Selected passage:
# # # #

# Energy Level?



## Jill (Jul 1, 2005)

I was just curious about the energy level of Chi's in general...
Reuben (still burning puppy fuel at 5 months!) is SO active all day long that he could light a small city...he NEVER seems to NEED to rest...will run at top speeds all day long and into the night UNTIL he's crated.
While this is fun...I was wondering if this energy level will reduce with age...or do you think that this is just part of his personality? Are ALL Chis super-hyped? Or are some mellow.
I am pretty active...up...bubbly...but even when I'm sedate and draggin...puppy's up for a game of tug-o-war!
Jill


----------



## *Sarah* (Apr 19, 2005)

You want to meet active ask anyone who went to the surrey meet about Stitch he's like a chi with ADD lol. He's a moving blur most of the time and doesnt often sit still. I think it's a lot to do with the breeding stitch's mum was hyper too and he's got the trait from her. My other 2 are/were very laid back and are happy just to sit and look pretty sooo it depends on the dog.


----------



## MyTank (Sep 8, 2005)

Tank has bursts of energy, but takes a lot of naps too. And he sleeps thru the night. I would say it definitely depends on the dog. I think most settle down when they get older, but I'm sure there's those special few that are just hyper throughout their lives lol. Good luck!


----------



## Jill (Jul 1, 2005)

I need luck...and coffee!!! LOLOLOL!!! The poor baby lost a tooth this morning...he looked SO surprised!  
Jill


----------

# # # #

Material supplied:
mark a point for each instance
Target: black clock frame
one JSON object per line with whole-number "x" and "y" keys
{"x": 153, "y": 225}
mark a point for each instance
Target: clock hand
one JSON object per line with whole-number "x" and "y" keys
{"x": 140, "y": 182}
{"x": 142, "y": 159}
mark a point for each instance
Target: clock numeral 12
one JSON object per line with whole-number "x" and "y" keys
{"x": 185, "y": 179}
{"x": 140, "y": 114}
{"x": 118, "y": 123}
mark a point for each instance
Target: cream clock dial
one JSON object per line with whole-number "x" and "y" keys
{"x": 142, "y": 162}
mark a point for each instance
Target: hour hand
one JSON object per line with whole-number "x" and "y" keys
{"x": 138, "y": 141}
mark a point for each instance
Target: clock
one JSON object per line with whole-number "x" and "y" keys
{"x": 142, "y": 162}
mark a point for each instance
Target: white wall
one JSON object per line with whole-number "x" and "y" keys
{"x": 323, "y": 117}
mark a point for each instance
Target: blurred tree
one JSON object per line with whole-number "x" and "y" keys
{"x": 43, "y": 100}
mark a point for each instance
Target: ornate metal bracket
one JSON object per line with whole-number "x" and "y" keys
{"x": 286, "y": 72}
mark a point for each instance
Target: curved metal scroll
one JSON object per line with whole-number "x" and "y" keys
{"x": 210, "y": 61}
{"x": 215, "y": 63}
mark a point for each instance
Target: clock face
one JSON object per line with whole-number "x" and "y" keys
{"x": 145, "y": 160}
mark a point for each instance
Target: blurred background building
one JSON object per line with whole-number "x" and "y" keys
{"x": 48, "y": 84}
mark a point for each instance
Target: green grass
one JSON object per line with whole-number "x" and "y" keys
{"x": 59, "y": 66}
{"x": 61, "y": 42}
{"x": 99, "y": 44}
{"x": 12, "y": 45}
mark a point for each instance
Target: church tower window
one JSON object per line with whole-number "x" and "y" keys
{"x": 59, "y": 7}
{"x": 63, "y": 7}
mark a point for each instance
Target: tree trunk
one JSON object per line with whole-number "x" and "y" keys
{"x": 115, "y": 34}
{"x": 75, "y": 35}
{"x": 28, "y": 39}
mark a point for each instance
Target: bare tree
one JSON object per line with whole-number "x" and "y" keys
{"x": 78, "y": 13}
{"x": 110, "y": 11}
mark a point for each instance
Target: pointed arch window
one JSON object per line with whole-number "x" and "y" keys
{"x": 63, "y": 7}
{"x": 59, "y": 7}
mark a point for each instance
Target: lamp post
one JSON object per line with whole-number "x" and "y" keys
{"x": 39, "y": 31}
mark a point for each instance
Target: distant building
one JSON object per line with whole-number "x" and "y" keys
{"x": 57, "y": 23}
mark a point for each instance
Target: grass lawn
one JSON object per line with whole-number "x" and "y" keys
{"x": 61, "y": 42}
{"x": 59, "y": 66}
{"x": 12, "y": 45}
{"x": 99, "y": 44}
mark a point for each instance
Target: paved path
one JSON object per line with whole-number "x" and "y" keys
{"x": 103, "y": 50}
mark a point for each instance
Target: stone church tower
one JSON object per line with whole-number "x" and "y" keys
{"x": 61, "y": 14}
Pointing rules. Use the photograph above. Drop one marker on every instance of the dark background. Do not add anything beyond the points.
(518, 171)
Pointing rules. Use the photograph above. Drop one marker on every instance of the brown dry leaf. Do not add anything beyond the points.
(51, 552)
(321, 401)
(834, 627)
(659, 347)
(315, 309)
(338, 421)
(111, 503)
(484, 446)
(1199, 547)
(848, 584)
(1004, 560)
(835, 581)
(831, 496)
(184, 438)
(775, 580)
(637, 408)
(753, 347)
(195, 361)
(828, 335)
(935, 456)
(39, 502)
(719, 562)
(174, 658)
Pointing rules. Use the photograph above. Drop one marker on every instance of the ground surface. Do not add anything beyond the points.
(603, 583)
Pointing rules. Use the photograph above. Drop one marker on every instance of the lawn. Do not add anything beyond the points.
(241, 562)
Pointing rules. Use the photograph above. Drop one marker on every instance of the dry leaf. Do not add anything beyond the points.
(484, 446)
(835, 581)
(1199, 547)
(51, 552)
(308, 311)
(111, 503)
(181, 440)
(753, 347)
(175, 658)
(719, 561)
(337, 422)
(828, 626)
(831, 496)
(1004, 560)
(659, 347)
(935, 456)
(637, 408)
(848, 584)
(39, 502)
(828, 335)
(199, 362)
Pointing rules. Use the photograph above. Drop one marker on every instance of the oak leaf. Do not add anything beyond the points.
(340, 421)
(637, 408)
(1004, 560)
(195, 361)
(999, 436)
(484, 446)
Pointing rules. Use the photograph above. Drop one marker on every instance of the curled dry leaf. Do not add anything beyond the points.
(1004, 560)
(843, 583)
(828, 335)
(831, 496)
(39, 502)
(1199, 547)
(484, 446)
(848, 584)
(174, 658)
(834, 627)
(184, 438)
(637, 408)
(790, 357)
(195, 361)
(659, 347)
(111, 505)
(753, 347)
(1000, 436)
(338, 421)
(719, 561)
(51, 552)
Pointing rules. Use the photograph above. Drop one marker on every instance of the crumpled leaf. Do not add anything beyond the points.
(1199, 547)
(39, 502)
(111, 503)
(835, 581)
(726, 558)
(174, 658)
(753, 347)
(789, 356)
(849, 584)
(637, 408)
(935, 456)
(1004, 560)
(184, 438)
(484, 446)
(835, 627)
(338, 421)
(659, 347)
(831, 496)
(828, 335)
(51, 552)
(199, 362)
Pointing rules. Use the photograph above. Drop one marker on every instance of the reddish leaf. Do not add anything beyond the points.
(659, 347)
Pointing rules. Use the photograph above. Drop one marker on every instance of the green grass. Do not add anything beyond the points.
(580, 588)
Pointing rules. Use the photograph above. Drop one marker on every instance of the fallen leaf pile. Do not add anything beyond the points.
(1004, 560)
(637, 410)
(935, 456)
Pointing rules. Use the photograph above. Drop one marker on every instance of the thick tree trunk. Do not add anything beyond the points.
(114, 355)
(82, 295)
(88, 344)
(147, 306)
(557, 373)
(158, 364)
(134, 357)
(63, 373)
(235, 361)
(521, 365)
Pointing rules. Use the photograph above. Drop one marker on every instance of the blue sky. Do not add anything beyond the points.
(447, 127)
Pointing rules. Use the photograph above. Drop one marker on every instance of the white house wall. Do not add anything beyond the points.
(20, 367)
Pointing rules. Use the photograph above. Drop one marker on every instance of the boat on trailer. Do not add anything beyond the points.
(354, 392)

# # # #

Exercises:
[1] According to the energy-level thread, how old is Reuben?
[2] Reproduce a passage of the energy-level thread: begin at the words "I was just curious" and stop after "game of tug-o-war!".
The listing comes from a separate source and has no connection to the energy-level thread.

Exercise answers:
[1] Five months.

[2]
I was just curious about the energy level of Chi's in general...
Reuben (still burning puppy fuel at 5 months!) is SO active all day long that he could light a small city...he NEVER seems to NEED to rest...will run at top speeds all day long and into the night UNTIL he's crated.
While this is fun...I was wondering if this energy level will reduce with age...or do you think that this is just part of his personality? Are ALL Chis super-hyped? Or are some mellow.
I am pretty active...up...bubbly...but even when I'm sedate and draggin...puppy's up for a game of tug-o-war!